> **What the exercise asks**: Beneath this instruction is a block of data; output from it exactly the lines that run from the one containing "Drop one marker on each instance of the dark" through the one containing "Drop one marker on each instance of the sky", inclusive.

> **Records to use**:
··········
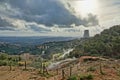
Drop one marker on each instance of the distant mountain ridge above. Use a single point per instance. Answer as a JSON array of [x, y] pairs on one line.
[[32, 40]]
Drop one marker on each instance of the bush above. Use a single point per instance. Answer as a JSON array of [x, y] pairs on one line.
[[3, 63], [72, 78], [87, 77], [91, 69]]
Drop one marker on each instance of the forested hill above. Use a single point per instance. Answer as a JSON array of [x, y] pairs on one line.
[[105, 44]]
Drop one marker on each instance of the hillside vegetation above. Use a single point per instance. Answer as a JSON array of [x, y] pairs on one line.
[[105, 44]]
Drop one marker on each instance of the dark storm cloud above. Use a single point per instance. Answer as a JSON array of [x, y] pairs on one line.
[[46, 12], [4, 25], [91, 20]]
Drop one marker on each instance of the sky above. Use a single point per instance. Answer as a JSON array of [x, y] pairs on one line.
··········
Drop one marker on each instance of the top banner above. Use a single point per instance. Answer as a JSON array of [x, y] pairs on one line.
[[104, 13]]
··········
> **Finished exercise**:
Drop one marker on each instance of the dark storm cloud above. Use a single point per instance. Answer as a JSON array of [x, y] pairs on one line.
[[46, 12], [4, 25], [91, 20]]
Drop one marker on each instance of the sky above. Use a single point per instance. Answer as a JSON array of [x, y] pairs on one line.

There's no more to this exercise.